# DOCUMENT PASSAGE
►
The Same Moon Rises Over Us All (Help for Puerto Rico)
One of these days (soon, soon), this space will be organized, with categories and jazzy menus and subscription spaces and all sorts of neat little widgets.
Today is not that day.
But I’m not letting this month go, blueblood supermoon eclipses or no, without fulfilling one of my resolutions: to use the new site, in part, in support of causes needing people’s attention, public and political support, and especially funding. I had planned to feature a different cause each month (at least), but I had also, I think, unconsciously already decided 1) what the first one would be, and 2) that it would not be limited to January, but continue throughout the year.
Because the need is that dire.
On this night, a whole month into the new calendar year, the same moon rises over us all . . . yet you’d never know it based on the collection of criminals running things into the ground in D.C. I know a thing or two about colonization, and this country has been colonial from jump. It’s also treated its colonies as variously as property, as serfs, as subhuman, and as disposable and dispensable and discardable when they become slightly inconvenient (well, when it hasn’t just slaughtered them outright).
I and mine know a little a thing or two about genocide, too, and about this country’s propensity for exterminationist tactics. Some of us, in ancestral terms, survived it; some did not. And now, courtesy of the hellspawn in Washington, that offspring of the union of Klan and Nazi now slouching toward anyplace but Bethlehem, another colonized population is staring down the barrels of its own impending genocide.
What’s happening in Puerto Rico is deliberate ethnic cleansing.
People are dying. People who should already have their lives back.
A friend who is from there has returned, and he is working on the ground, in the heat and the humidity and lack of electrical power and the absence of potable water and the spreading disease that should never be an issue in the Twenty-First Century and the complete and utter abandonment of all humanity by the criminal enterprise squatting in the White House and its Republican fellow travelers in Congress and elsewhere.
Bobby is working the old-fashioned way, the way indigenous peoples the world over have always done: person by person, task by task, making things a little safer here, a little more liveable there, organizing generators for power and tarps for roofs and clean water and food and meds and compassion and human kindness and the saving of lives, lives abandoned by FEMA and its political handlers are not merely unworthy of saving, but more useful in dying.
◄
# WHAT IS NEEDED
Resume the blog post about help for Puerto Rico, picking up right after its final sentence. The records below the post come from a separate, unrelated source.

# STUDY MATERIAL
►
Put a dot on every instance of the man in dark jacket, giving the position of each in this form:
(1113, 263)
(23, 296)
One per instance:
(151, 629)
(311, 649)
◄
# RESPONSE AREA
I don’t have a PayPal address for sending money yet; when I do, I’ll add it here. For now, you can read Bobby’s account of some of the recent work he and his colleagues have been doing in Puerto Rico. [Update: Unless and until I hear otherwise with regard to posting his contact info publicly, e-mail me at Ajijaakwe [at] gmail [dot] com, or message me on Twitter or FB, and I’ll send you his PayPal address (or, if you want to send a check/money order, his snail-mail address).] If you’re a member of Daily Kos, you can Kosmail him for instructions on how to donate to help Don Feliberto, the gentleman whose home and existence they are at this moment working to save. There are a host of charities out there raising money for Puerto Rico, and some of them, like the efforts of Lin-Manuel Miranda and Chef José Andrés, are eminently worthy of money and time. But I know Bobby. I trust him, implicitly and without question. And whereas larger efforts necessarily also have to fund a lot of overhead, Wings and I are always in favor of efforts that put money and resources directly into the hands of the people who need it most.
We’ll be adding in our own contribution in the days to come, as soon as we’re able. And we’ll continue to do so. A couple of thousand miles distant, people are suffering and dying unnecessarily. We may not have met them, but they’re our brothers, our sisters, and they deserve to have their lives back.
Because the same moon rises over us all.